» About this exercise
From the entries below, copy every line that holds the word "negative".

[Start of Attachment]

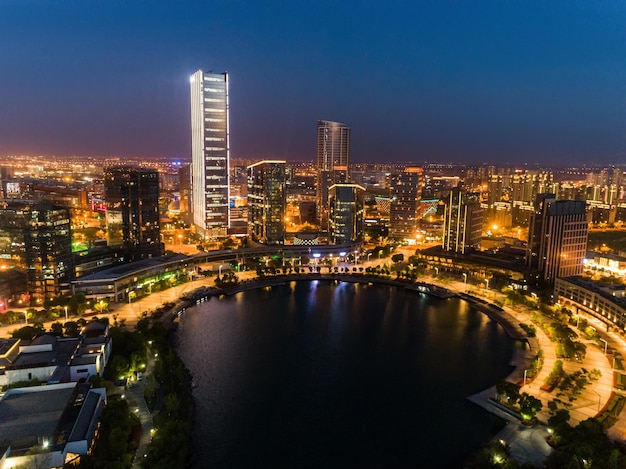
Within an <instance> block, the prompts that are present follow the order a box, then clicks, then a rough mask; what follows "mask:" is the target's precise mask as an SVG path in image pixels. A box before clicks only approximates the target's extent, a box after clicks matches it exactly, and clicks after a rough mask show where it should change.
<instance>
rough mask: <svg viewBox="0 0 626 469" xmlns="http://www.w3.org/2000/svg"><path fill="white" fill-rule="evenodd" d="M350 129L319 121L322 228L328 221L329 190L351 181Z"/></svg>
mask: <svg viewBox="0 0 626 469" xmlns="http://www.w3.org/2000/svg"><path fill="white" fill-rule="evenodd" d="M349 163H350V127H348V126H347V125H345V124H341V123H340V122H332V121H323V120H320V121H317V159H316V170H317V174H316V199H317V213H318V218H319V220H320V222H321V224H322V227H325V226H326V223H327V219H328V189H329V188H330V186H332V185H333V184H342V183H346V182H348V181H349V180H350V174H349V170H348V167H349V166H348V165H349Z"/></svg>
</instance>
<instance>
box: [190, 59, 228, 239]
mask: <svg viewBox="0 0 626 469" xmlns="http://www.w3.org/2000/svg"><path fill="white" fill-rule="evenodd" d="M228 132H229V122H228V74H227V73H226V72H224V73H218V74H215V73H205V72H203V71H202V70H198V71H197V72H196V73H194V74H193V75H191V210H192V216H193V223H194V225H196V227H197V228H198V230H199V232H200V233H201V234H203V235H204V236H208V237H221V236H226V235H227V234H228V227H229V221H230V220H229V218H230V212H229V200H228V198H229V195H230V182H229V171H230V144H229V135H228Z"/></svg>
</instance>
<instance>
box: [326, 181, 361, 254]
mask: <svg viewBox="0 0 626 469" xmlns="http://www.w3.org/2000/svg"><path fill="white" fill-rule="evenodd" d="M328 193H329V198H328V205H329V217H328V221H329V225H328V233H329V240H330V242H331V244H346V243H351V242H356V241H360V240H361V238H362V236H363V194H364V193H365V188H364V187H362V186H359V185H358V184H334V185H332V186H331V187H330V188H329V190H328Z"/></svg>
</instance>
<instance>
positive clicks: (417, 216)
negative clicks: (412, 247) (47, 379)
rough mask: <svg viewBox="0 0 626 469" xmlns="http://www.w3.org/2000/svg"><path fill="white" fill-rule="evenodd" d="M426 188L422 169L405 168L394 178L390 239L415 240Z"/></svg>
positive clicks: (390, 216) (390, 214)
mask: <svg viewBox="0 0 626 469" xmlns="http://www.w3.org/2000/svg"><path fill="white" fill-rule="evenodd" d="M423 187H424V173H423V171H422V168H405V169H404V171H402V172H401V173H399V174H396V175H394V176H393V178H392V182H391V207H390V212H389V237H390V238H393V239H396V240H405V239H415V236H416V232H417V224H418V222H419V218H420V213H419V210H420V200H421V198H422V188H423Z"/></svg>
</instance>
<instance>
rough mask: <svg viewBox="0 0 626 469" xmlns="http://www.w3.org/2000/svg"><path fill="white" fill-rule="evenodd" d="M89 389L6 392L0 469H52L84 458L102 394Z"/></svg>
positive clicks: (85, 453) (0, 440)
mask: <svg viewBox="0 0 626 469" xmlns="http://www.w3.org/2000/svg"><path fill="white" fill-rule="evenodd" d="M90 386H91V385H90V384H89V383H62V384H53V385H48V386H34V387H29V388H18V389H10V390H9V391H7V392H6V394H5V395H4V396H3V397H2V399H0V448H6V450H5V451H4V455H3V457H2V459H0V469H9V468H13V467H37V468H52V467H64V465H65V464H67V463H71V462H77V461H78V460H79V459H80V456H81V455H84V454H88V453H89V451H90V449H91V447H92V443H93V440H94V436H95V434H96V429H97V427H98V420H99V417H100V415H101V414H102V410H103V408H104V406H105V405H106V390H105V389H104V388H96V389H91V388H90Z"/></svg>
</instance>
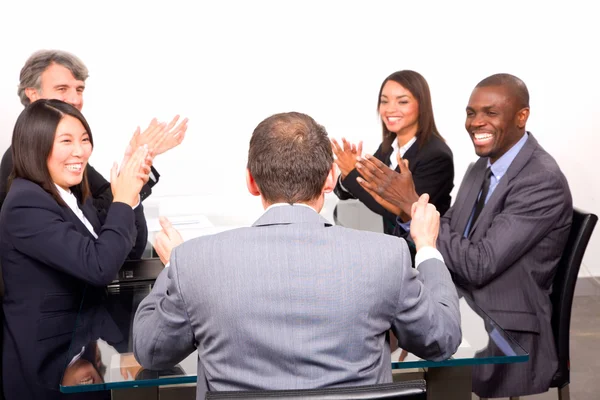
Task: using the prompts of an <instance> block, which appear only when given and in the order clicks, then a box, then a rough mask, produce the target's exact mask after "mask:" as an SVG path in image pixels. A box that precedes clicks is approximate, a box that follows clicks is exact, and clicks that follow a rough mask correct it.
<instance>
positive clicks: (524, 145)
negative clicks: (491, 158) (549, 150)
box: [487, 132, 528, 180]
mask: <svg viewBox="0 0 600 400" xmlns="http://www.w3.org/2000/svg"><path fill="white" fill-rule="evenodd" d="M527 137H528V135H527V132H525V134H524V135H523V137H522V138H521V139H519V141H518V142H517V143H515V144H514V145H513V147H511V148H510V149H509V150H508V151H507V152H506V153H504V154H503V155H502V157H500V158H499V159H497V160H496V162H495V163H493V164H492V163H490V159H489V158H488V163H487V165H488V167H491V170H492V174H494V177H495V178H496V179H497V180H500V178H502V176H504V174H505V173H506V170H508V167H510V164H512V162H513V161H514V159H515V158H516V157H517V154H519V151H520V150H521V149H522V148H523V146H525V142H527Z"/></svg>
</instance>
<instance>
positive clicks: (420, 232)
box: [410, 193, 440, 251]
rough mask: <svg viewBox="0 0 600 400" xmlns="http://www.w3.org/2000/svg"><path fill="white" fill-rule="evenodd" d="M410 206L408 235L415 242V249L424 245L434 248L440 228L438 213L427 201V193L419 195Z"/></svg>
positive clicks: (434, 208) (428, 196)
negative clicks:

[End of Attachment]

» Answer space
negative clicks: (412, 247) (47, 379)
negative clicks: (491, 158) (549, 150)
negative clicks:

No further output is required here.